Start of DATA SECTION

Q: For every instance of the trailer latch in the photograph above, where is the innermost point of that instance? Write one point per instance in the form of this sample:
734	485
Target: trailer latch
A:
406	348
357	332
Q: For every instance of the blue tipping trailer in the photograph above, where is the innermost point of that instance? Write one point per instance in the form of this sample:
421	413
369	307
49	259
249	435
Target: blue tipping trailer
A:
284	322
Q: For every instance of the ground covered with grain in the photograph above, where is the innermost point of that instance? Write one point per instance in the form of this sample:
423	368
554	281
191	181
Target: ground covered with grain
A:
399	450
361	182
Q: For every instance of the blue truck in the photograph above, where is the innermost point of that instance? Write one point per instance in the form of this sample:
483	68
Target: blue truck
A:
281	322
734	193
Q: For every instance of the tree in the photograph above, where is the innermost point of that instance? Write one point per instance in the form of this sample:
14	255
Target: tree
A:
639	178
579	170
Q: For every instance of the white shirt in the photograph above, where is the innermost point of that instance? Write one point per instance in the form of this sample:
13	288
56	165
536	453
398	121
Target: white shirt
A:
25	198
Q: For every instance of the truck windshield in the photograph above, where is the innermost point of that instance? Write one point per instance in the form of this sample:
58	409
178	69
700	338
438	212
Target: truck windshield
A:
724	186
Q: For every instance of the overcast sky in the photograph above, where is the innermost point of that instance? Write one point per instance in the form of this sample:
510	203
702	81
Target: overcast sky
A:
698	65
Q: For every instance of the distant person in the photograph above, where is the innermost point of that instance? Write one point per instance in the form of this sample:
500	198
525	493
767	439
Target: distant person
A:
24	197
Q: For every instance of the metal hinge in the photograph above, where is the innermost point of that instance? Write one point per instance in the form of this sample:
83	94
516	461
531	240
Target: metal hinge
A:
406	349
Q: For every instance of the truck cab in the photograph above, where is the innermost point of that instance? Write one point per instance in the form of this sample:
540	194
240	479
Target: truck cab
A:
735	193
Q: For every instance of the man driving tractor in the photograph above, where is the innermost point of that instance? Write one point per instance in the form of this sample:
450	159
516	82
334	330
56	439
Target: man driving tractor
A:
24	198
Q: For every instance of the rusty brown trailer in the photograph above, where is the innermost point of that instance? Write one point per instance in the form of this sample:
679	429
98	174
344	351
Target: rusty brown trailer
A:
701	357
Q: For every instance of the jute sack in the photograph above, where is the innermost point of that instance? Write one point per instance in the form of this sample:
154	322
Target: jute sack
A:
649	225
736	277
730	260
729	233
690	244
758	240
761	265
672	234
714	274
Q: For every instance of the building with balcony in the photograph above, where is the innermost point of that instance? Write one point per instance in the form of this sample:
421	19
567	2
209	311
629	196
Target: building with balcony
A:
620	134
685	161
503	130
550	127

End of DATA SECTION

**WHAT TO WORK ON:** Please update the listing above by changing each "innermost point" to "most central point" and keeping everything else the same.

**SOLUTION TO THIS PROBLEM:**
Q: For every instance of the trailer latch in the photograph above, where is the most central point of that instance? Write one point per instance in the form of this sample:
734	485
Target: trailer latch
A:
406	348
357	332
Q: For every instance of the blue tipping trailer in the photograph above, where is the most central point of that instance? Write one point per instance in the form of this sample:
421	413
369	307
49	259
249	435
Target: blue tipping trailer
A:
284	322
Q: For every instance of the ground covered with grain in the photograph above, where is the most central point of that instance? Write one point per instance in the form of this sample:
423	368
554	281
191	181
Target: ground covered with grain
A:
399	450
361	182
Q: For every instance of the blue truck in the photograph above, where is the most central point of that instance? Write one point per instance in the form of this sample:
483	68
Target: blue truck
A:
281	322
734	193
Q: For every instance of the tree in the photograph above, where is the most central point of that instance? Write one point per instance in the form of this sample:
14	255
Target: tree
A:
639	178
579	170
Q: For every instance of the white shirt in the photograph above, where is the most central point of that instance? Write one point per instance in the form of this sample:
13	288
56	165
536	453
398	121
Target: white shirt
A:
25	198
Q: For every instance of the truck windshield in the photograph above, where is the most central point of that instance? Write one point per instance in the form of this sample:
58	409
178	69
700	338
438	212
Target: truck windshield
A:
724	186
Q: For every instance of the overcast sky in the photograph above, where is the most central point of that instance? Write one point per instance in the form of this sample:
510	203
702	81
Target: overcast sky
A:
698	65
Q: For every instance of the distant person in the photograph above, where is the most central point of that instance? Write one point per instance in the form of this sample:
500	198
525	493
767	439
Target: distant person
A:
24	197
Q: For every instance of the metal hinge in the photograph above, where is the most central point of that instance? Write one point per instance in the form of this sample:
83	94
516	461
531	240
Target: metal hinge
A:
406	349
Q: For every instance of the truck cab in the photograph above, where is the most central point of that instance? Write one point per instance in the form of this sample:
540	194
240	479
Target: truck cab
A:
735	193
Q: For every instance of the man driving tractor in the photograph above, where is the most central point of that instance? Write one point per instance in the form of this sample:
450	159
516	82
334	330
56	439
Target: man driving tractor
A:
24	198
Q: For every instance of the rusty brown trailer in the photograph above, where is the most central point of that instance? Write one point per instance in the form of this sample:
679	429
98	174
344	351
Target: rusty brown trailer
A:
701	357
Q: For every instance of the jute sack in the photograph above, where is the most central point of that instance? Write one point per instance in the form of this sample:
154	322
Target: jute sack
A:
649	225
736	277
730	260
729	233
690	244
758	240
761	265
672	234
714	274
Q: For every instance of the building with balcony in the photograph above, where is the most central point of that instance? Write one point per instance in the form of this sample:
421	19
567	2
209	311
629	196
Target: building with balcony
A:
620	134
685	161
503	130
550	127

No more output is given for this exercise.